**Instruction a**: According to the review of Mark Heyer's paintings, at which gallery is his work on view?

-- Page excerpt start --

Click on image to see larger view
1. Mark Heyer [Untitled]
|
Heyer paints a mythical America with a quick brush, catching his
subjects in amber tones: A circus performer taking a bow with his
trained sea lions, a
burlesque show from another era, a lumberjack pausing mid-way through
tree-felling. Even his contemporary scenes have the dreamy, static
quality of isolated memories. In "Waiting", an elderly woman walks her dog
past a topless bar in a deserted neighborhood.
Occasionally his deadpan titles guide the narrative direction. "On
Second Thought", for example, shows a mounted train robber
with guns blazing, racing past a steaming locomotive going the opposite way. Or
"Bad Kitty", in which a woman, half-dressed in black lingerie, admonishes her
mischievous cat.
Others seem obvious enough. "Flight" shows a tiny bi-plane
flying over a moonlit
landscape, but "Turbulence" an unsettling vision, in ominous grays and
sulfuric yellows, of a young girl watching an advancing tornado,
seems allegorical.
Questions arise, when considering Mark Heyer's work, now on view at
Lohin-Geduld gallery. Is he a post-modernist ironist, or an insider
aspiring to be an outsider? Is he following the precedent of exploring
an art form that circumvents the aesthetics of the contemporary art
"academy", or is he just an observer who has adopted a genre that suits
his story-telling frame of mind?

-- Page excerpt end --
-- Data for processing start --

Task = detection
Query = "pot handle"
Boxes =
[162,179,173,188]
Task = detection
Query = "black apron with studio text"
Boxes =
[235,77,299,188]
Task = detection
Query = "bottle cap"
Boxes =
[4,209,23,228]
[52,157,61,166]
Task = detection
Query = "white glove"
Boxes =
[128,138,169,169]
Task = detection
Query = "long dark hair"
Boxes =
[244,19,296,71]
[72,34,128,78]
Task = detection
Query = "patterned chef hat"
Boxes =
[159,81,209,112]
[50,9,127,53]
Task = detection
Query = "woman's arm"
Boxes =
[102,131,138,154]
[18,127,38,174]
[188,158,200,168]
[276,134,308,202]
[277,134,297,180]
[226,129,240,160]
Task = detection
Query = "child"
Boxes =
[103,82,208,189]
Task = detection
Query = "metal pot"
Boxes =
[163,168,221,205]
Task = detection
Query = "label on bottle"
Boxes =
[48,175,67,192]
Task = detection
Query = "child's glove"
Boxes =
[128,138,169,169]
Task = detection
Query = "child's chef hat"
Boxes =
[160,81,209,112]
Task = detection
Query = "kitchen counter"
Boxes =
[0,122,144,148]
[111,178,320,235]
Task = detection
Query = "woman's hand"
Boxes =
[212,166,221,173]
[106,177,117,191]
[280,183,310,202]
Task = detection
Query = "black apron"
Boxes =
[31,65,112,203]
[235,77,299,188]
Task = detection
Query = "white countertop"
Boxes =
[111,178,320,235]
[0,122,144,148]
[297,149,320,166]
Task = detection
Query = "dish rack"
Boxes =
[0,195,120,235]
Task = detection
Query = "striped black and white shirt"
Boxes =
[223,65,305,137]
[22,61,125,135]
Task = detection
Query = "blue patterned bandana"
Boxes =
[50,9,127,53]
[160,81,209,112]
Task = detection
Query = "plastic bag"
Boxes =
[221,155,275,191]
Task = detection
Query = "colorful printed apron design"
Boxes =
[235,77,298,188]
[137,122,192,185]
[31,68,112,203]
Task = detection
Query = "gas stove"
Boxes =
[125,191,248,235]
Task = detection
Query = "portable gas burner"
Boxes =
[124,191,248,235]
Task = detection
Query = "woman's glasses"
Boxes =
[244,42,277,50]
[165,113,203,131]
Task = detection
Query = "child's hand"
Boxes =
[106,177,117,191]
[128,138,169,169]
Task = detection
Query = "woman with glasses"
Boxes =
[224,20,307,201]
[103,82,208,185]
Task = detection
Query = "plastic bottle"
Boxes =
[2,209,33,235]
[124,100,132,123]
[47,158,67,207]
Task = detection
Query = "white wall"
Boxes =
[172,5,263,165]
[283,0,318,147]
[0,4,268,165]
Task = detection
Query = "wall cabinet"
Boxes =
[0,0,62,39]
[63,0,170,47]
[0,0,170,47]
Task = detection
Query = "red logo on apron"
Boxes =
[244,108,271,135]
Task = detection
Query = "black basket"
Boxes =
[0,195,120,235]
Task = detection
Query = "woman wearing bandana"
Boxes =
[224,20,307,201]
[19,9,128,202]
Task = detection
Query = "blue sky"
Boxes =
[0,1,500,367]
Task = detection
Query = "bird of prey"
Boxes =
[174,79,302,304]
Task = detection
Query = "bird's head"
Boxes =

-- Data for processing end --

**Instruction b**: Rewrite the listing, starting with its first line and going on through the line with "[103,82,208,189]", swapping "pot handle" for "pan handle" and changing nothing else.

**Complete answer a**: Lohin-Geduld gallery

**Complete answer b**:
Task = detection
Query = "pan handle"
Boxes =
[162,179,173,188]
Task = detection
Query = "black apron with studio text"
Boxes =
[235,77,299,188]
Task = detection
Query = "bottle cap"
Boxes =
[4,209,23,228]
[52,157,61,166]
Task = detection
Query = "white glove"
Boxes =
[128,138,169,169]
Task = detection
Query = "long dark hair"
Boxes =
[244,19,296,71]
[72,34,128,78]
Task = detection
Query = "patterned chef hat"
Boxes =
[159,81,209,112]
[50,9,127,53]
Task = detection
Query = "woman's arm"
Boxes =
[102,131,138,154]
[18,127,38,174]
[188,158,200,168]
[276,134,308,202]
[277,134,297,180]
[226,129,240,160]
Task = detection
Query = "child"
Boxes =
[103,82,208,189]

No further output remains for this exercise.